==== Texto selecionado ====

Melhor filme no Festival de Berlim 2016 e classificado pela presidente do júri Meryl Streep como uma obra “urgente, imaginativa, necessária e que instiga o nosso envolvimento e a nossa ação”, Fogo no Mar é defendido por seu diretor como um exercício de criação. Para Rosi, vivemos tempos de excesso de informações, cabendo ao cinema seguir um caminho oposto e ser uma plataforma de transgressão, onde a exposição, seja de fatos ou personagens, não deve ser fator preponderante para a excelência de um documentário. O cinema, dessa forma, deve se utilizar de suas ferramentas para nos imergir em algo novo. Bravo, sr. Rosi! Partindo desse conceito, a câmera do longa-metragem simplesmente observa os personagens, nunca fazendo com que eles sentem em uma cadeira para falar diretamente ao espectador. Em quase duas horas, vemos de perto os dias de uma senhora que, cuidando da casa, ouve, entre uma ou outra de suas músicas italianas favoritas, as notícias envolvendo as tragédias dos imigrantes, ou, então, os de um médico que atende todos os refugiados africanos. A figura mais curiosa, contudo, é um garotinho muito carismático que vive suas estripulias de criança na ilha. Mesmo não parecendo, ele é importante para a narrativa pois deixa a balança muito equilibrada: o sopro de bom humor trazido pelo menino é fundamental para que Fogo no Mar não se torne uma experiência de pesada absorção.

====

Tarefas a realizar
1: Responda às perguntas abaixo com base no texto sobre Fogo no Mar:
(a) Em qual festival o filme foi eleito melhor filme?
(b) Quem o médico mostrado no filme atende?
(c) Segundo o texto, por que o garotinho é importante para a narrativa?
2: Liste todas as pessoas cujo dia a dia a câmera acompanha, conforme o texto sobre Fogo no Mar.
3: Escreva a continuação do texto sobre Fogo no Mar a partir da última frase apresentada.

==== Material fornecido ====

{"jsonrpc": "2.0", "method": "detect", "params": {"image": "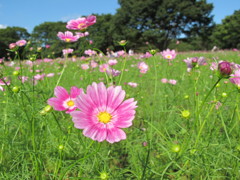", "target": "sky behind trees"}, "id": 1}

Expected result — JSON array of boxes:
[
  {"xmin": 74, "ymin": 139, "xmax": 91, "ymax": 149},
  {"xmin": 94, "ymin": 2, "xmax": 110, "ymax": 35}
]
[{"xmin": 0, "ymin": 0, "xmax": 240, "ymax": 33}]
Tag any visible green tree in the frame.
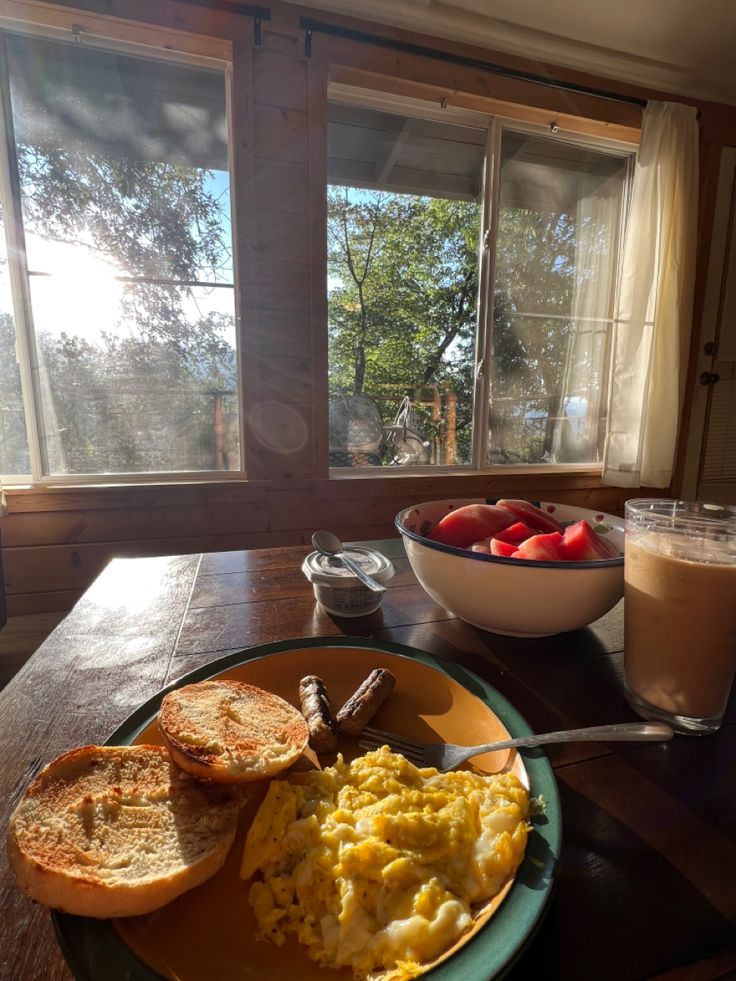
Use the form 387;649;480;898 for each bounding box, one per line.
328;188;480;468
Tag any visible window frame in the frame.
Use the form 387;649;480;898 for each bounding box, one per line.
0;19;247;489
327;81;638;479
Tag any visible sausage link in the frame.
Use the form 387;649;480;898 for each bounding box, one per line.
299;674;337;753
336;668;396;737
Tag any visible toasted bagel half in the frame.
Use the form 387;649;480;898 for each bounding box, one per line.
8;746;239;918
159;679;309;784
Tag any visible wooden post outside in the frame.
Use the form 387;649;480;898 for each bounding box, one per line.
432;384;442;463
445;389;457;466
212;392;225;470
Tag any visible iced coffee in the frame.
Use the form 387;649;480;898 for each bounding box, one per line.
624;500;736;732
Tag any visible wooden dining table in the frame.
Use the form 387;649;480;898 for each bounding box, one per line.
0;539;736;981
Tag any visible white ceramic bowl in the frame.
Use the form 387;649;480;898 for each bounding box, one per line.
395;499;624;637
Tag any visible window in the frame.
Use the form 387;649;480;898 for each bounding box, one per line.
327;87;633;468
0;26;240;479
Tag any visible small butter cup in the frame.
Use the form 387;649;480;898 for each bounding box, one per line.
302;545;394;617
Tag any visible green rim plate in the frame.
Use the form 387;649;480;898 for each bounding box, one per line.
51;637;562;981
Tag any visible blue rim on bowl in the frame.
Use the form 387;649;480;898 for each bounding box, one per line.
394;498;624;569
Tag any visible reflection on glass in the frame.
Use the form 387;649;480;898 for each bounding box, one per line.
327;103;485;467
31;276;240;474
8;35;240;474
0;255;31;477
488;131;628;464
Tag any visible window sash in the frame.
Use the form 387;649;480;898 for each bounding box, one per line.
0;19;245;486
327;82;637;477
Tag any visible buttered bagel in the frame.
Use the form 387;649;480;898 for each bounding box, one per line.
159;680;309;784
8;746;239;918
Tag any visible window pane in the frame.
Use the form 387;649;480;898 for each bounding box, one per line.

====
==== Material fornecido ====

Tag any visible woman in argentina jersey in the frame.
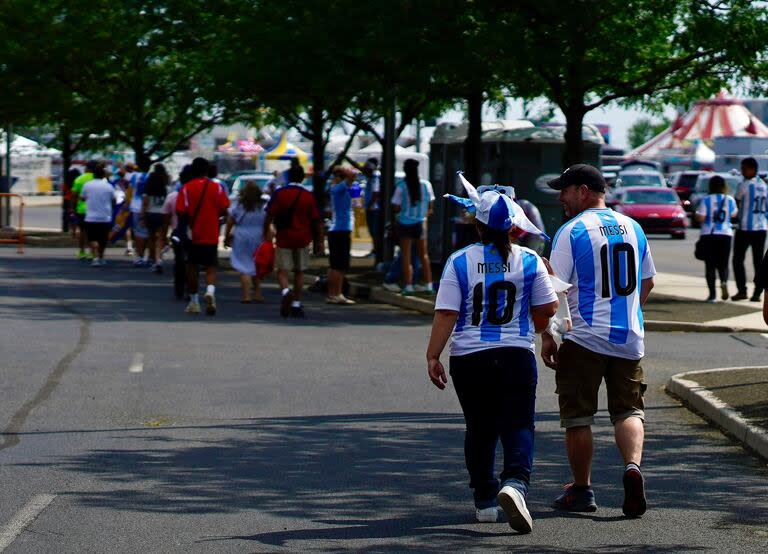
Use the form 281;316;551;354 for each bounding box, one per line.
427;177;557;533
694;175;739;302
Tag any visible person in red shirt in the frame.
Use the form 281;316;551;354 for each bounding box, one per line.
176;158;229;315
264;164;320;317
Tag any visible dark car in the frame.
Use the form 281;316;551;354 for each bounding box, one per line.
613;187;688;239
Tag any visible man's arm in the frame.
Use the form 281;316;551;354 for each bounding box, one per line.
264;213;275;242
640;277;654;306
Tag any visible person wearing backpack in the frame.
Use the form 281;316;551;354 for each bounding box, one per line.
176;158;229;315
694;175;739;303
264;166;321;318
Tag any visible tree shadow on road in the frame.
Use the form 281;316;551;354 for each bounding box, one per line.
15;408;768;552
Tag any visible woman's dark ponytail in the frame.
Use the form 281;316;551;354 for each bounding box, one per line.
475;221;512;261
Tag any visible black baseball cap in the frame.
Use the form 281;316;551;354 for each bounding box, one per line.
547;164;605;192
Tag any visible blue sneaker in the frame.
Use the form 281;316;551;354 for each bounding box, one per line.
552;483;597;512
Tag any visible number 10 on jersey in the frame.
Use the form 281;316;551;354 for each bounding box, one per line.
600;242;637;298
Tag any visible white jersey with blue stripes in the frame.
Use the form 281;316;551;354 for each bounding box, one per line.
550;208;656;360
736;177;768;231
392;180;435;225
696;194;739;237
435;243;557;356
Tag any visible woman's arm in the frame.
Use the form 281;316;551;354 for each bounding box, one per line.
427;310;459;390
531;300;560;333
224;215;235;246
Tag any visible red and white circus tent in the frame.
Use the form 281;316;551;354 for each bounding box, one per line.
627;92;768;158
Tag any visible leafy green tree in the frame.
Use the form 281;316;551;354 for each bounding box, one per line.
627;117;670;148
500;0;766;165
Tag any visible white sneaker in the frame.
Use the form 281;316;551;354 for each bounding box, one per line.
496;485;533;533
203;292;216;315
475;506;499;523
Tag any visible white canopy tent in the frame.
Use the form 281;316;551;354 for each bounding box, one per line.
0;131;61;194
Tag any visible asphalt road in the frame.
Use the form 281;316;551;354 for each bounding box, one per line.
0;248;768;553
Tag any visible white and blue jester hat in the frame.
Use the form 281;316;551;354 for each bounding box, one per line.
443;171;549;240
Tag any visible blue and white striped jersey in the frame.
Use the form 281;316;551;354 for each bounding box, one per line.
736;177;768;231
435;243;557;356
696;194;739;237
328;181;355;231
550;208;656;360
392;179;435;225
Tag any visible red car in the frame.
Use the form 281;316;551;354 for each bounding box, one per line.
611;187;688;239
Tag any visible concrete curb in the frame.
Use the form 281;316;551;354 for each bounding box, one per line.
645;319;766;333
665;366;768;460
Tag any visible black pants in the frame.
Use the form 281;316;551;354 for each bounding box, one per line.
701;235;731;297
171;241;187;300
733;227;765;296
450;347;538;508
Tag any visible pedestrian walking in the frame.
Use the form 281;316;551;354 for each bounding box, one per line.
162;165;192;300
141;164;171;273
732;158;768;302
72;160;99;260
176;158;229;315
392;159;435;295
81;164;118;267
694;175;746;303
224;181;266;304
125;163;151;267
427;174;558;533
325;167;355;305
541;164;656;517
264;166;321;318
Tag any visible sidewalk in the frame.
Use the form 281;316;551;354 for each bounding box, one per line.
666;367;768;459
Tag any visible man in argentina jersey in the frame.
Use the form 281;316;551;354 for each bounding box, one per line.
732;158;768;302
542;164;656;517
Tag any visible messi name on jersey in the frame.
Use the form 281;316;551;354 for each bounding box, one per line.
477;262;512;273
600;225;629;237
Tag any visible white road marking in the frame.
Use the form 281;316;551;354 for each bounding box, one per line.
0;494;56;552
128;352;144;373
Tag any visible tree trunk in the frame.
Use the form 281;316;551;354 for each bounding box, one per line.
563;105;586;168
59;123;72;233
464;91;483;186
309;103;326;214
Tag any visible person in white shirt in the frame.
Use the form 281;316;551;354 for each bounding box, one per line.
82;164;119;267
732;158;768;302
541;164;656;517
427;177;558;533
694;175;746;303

====

Respostas por tarefa
1:
(a) No Festival de Berlim 2016.
(b) Todos os refugiados africanos.
(c) Porque deixa a balança muito equilibrada: o sopro de bom humor que ele traz impede que Fogo no Mar se torne uma experiência de pesada absorção.

2:
- Uma senhora que cuida da casa e ouve notícias sobre as tragédias dos imigrantes
- Um médico que atende todos os refugiados africanos
- Um garotinho carismático que vive suas estripulias de criança na ilha

3:
Não deixa de causar um certo estranhamento a subversão do formato ou a própria contemplação desse ritmo tão comum ao cinema europeu (estamos falando de uma coprodução Itália/França), só que a experiência é especial justamente por sua configuração atípica. Visualmente, Rosi, que assina a inteligente fotografia do documentário, também cumpre a proposta de impactar o espectador, mas de forma muito sábia, já que ele prefere guardar somente para os momentos finais os registros mais detalhados da captura dos imigrantes. É a partir dessa parte que vem o depoimento mais marcante do filme: o do médico que nega veemente a ideia de que, por ser um profissional da saúde, já teria se acostumado a testemunhar as tristes condições dos refugiados. “Como se habituar à imagem de uma mãe que deu luz ao filho durante a viagem e chega à Lampedusa com o recém nascido ainda pendurado pelo cordão umbilical?”, pergunta o personagem. Rosi não realizou um filme fácil em tema, forma e ritmo, mas a consagração em Berlim atesta a inteligência do Festival ao reconhecer uma obra que é muito consistente em um gênero pouco celebrado ao redor do mundo. O diretor, que só falta conquistar Cannes para ter a tríplice coroa dos festivais mais importantes de cinema (ele venceu Veneza em 2003 com Sacro GRA), diz que só realizará mais um filme e, depois disso, se dedicará exclusivamente a um de seus maiores sonhos: o mundo acadêmico. Haja sabedoria para encerrar uma história no auge – e isso, julgando por Fogo no Mar, Rosi parece ter de sobra.